:: Exercise input ::

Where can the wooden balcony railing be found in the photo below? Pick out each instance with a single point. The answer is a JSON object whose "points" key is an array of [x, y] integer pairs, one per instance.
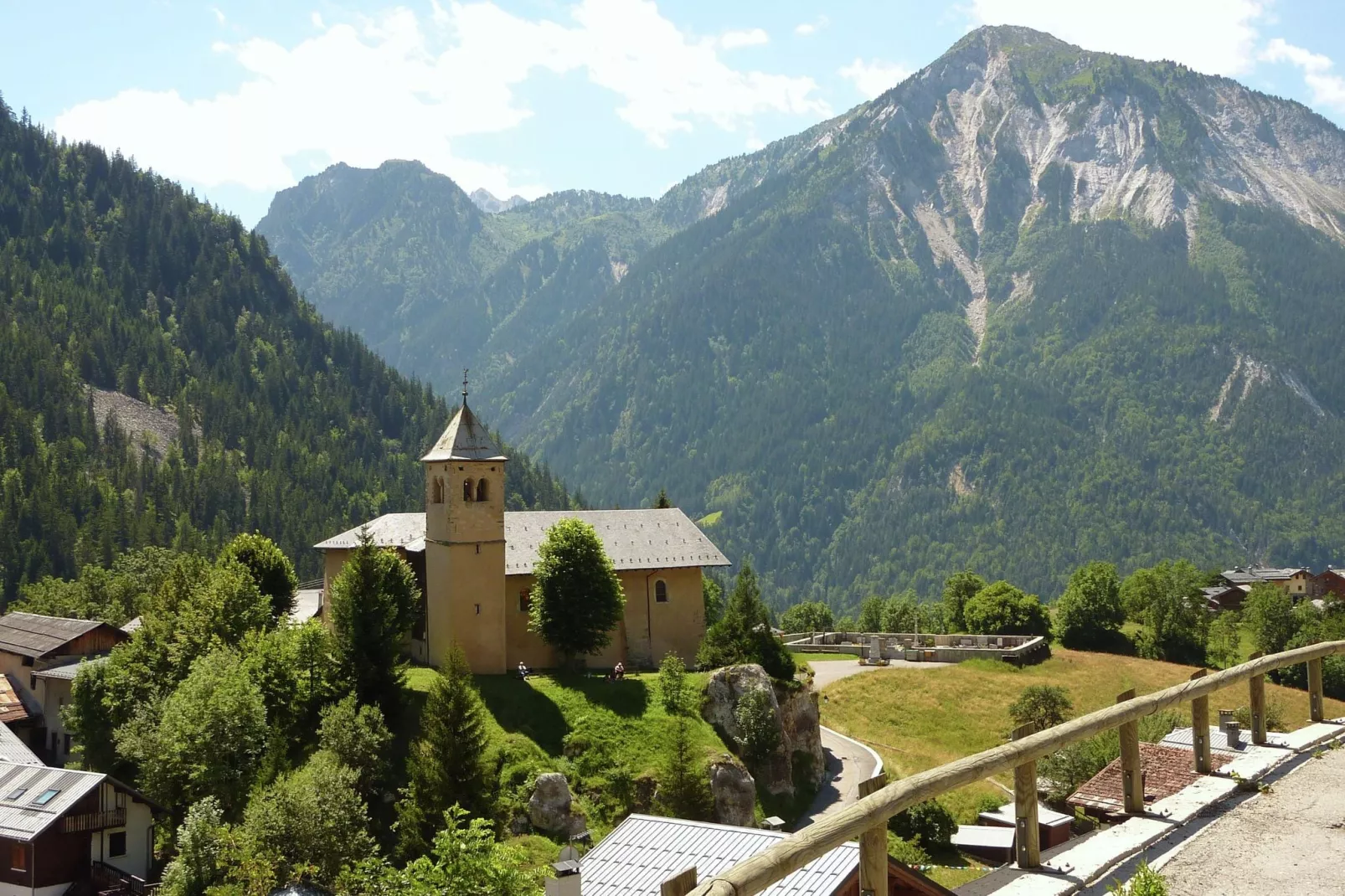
{"points": [[1020, 755]]}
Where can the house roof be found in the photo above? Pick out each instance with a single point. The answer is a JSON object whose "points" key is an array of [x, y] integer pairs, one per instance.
{"points": [[1167, 770], [13, 749], [643, 852], [466, 439], [632, 538], [33, 636]]}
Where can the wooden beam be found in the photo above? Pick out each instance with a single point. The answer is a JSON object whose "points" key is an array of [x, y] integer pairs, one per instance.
{"points": [[1314, 689], [836, 827], [1200, 728], [1131, 770], [679, 885], [1256, 698], [873, 847], [1027, 832]]}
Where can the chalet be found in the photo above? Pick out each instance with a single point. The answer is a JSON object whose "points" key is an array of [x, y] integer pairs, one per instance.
{"points": [[645, 851], [61, 827]]}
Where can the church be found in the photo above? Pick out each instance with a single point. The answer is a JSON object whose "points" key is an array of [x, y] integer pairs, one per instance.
{"points": [[474, 563]]}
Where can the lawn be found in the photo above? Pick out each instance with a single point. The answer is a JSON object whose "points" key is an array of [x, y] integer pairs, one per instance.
{"points": [[923, 718]]}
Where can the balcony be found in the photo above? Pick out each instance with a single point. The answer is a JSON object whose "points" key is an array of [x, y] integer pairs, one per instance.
{"points": [[93, 821]]}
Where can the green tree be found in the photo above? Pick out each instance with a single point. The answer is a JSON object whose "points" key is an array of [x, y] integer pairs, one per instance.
{"points": [[1224, 646], [204, 740], [577, 596], [373, 603], [744, 634], [870, 615], [271, 571], [446, 765], [759, 732], [956, 591], [1043, 705], [1089, 615], [807, 616], [1002, 610], [672, 687]]}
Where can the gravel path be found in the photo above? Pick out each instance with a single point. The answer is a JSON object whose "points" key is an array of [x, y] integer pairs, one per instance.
{"points": [[1287, 841]]}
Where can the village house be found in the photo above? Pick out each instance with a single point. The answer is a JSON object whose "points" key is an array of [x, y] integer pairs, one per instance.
{"points": [[474, 563]]}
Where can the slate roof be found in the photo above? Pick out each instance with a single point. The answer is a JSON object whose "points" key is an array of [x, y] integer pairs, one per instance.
{"points": [[13, 749], [33, 636], [645, 851], [632, 538], [466, 439]]}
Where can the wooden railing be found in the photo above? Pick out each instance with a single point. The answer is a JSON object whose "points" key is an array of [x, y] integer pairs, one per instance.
{"points": [[1020, 755]]}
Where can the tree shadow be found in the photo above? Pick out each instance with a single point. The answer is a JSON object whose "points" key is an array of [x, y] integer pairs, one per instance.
{"points": [[522, 709]]}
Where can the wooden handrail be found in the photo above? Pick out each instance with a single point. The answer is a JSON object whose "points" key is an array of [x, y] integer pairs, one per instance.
{"points": [[832, 829]]}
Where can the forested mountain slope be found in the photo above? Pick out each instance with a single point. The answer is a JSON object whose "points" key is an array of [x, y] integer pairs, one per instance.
{"points": [[1030, 307], [115, 279]]}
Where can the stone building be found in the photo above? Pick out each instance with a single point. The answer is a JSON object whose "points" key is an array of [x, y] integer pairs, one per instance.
{"points": [[474, 563]]}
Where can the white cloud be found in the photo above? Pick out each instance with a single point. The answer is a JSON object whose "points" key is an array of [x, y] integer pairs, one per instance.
{"points": [[750, 38], [1215, 37], [806, 28], [388, 88], [1327, 88], [873, 78]]}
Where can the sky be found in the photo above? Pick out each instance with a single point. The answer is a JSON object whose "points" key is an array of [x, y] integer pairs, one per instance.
{"points": [[241, 99]]}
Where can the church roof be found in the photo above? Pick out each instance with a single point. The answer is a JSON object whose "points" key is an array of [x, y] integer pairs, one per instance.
{"points": [[632, 538], [466, 439]]}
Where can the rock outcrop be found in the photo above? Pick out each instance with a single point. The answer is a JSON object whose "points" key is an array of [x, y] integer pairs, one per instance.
{"points": [[550, 806], [795, 709], [734, 793]]}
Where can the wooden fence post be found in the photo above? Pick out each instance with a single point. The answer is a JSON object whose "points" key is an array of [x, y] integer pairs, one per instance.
{"points": [[1314, 689], [873, 847], [1200, 728], [681, 884], [1027, 833], [1256, 687], [1131, 770]]}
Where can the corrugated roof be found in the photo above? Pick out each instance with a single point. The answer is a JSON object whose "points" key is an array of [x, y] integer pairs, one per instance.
{"points": [[643, 852], [13, 749], [466, 439], [33, 636], [632, 538], [20, 818]]}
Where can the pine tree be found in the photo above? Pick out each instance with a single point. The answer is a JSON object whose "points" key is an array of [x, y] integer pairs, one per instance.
{"points": [[446, 765]]}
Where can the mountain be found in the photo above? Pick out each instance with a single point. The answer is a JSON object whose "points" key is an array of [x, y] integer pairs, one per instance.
{"points": [[486, 201], [1030, 307], [124, 296]]}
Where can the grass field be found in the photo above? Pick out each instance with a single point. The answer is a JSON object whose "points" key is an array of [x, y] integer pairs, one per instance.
{"points": [[923, 718]]}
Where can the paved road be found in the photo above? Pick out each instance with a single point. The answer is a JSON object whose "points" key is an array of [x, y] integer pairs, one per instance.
{"points": [[1287, 841]]}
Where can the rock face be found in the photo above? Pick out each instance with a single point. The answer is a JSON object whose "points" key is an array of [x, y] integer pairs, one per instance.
{"points": [[796, 716], [734, 793], [549, 807]]}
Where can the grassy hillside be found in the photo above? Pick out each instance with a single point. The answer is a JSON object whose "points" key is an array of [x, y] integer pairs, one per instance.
{"points": [[923, 718]]}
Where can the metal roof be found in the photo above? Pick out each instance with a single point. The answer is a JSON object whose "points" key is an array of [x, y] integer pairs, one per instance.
{"points": [[22, 818], [13, 749], [466, 439], [632, 538], [33, 636], [645, 851]]}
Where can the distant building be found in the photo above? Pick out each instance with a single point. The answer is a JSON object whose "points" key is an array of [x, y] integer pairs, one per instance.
{"points": [[645, 851], [474, 563]]}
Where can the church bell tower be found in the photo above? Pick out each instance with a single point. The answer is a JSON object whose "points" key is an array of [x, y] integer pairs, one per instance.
{"points": [[464, 543]]}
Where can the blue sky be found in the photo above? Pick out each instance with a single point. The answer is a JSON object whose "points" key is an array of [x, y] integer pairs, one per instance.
{"points": [[240, 99]]}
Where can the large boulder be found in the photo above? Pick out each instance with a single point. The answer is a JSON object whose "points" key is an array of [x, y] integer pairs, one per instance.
{"points": [[795, 709], [550, 806], [734, 793]]}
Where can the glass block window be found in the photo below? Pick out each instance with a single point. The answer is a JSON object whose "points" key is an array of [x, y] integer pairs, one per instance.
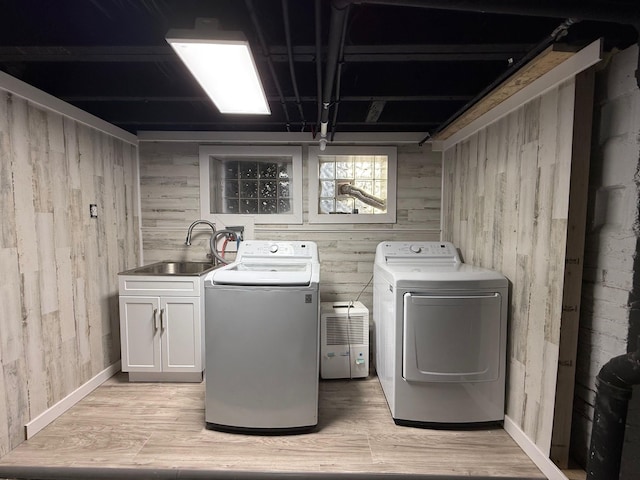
{"points": [[254, 186], [368, 173], [352, 185], [264, 182]]}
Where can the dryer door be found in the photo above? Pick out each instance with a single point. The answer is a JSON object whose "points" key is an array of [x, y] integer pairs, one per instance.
{"points": [[451, 338]]}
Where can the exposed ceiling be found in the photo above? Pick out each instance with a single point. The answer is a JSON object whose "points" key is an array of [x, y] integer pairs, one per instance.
{"points": [[407, 66]]}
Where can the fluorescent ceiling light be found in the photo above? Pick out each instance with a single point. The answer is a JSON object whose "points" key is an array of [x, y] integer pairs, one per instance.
{"points": [[222, 64]]}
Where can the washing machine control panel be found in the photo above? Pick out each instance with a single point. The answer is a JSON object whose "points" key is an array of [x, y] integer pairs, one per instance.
{"points": [[442, 251], [264, 248]]}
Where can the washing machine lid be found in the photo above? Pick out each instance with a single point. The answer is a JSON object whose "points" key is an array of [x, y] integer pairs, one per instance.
{"points": [[265, 262]]}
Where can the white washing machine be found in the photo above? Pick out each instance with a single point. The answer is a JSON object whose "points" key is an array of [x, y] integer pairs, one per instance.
{"points": [[441, 328], [262, 339]]}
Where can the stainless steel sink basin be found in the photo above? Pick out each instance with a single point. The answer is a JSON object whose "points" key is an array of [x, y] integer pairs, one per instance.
{"points": [[171, 268]]}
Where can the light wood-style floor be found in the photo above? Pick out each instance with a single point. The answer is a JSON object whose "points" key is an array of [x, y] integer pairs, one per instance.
{"points": [[156, 430]]}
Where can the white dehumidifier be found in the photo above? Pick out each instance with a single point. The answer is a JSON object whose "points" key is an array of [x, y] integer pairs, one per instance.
{"points": [[344, 340]]}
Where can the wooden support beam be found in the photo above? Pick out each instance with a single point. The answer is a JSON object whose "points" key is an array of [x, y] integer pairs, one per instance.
{"points": [[543, 63]]}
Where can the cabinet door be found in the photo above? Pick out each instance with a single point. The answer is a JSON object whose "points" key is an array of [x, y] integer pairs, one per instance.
{"points": [[140, 334], [181, 334]]}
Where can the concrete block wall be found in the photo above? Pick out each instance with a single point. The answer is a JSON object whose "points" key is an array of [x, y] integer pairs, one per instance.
{"points": [[610, 250]]}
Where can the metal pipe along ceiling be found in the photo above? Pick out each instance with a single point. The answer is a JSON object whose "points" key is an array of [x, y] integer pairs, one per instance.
{"points": [[336, 25], [583, 10]]}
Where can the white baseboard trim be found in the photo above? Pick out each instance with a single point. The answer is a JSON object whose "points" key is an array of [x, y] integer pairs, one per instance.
{"points": [[53, 412], [542, 461]]}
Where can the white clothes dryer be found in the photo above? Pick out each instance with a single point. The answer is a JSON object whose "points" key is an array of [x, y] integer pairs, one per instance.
{"points": [[441, 331], [262, 339]]}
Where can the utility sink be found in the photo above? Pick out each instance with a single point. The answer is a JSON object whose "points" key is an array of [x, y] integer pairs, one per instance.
{"points": [[172, 268]]}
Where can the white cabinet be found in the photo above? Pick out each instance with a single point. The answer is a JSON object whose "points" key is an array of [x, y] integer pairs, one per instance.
{"points": [[161, 328]]}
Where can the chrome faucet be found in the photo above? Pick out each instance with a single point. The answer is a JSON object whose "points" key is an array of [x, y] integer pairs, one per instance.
{"points": [[213, 232], [190, 231]]}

:::

▶ Given problem: Set down, word for word, only the lines running from the line with "Where can the wooden support" to the last line of the listing above. Both of those lines belong in your answer.

▶ Written response:
Where can the wooden support beam be found in the photo above? Pick out each instance with a single point. The answer is a JSON object whose "points" key is an array of [x, y] integer pairs, one per instance.
{"points": [[543, 63]]}
Where can the cabinet door be found in the photo above? Pick out each instance with a single point. The answer is a JSON object whose "points" key is an array of [x, y] integer pairs, one per instance.
{"points": [[140, 334], [181, 334]]}
Where can the concrete block wall be found in the photo above? Pick out each instance with a single point. The answer is a JSON object whose "points" key is an array of [x, y] integer pairs, one per instance.
{"points": [[610, 250]]}
Where can the metal pipe along ceiling be found in the photo above? Pick out each instance with a single point. The answer is a JSON object whose "points" key is an array of [x, y] integer pairs, one per instance.
{"points": [[336, 25], [583, 10]]}
Where can the white baseboard trim be found in the photo above? Pick out each instance with a single point. The answer is a JSON object whose "points" key is an array of [x, y] integer pairs, one per instance.
{"points": [[53, 412], [542, 461]]}
Where can the white clothes dryer be found in the photo above? Pick out each instance with a single point. The answer is a JSON object whose "points" key is an array of [x, y] integer pairs, one per instance.
{"points": [[441, 331], [262, 339]]}
Where can the utility sink be found in the photo above? Pick out each instance with a single point. The answer is a JSON object whose "points" key is an array of [x, y] integer pairs, one per instance.
{"points": [[172, 268]]}
Where can the white cabinet be found in the photo above? Pick out each instance with a single point. The answer is a JSON object whose "points" key is an array of [x, y] integer pairs, one per instance.
{"points": [[161, 328]]}
Where can the chrome faucet be found in the photo above? Pick out each instance with a single point. The answer is a JSON object whose "points" key is an array of [x, y] integer pairs, one per instance.
{"points": [[213, 232], [190, 231]]}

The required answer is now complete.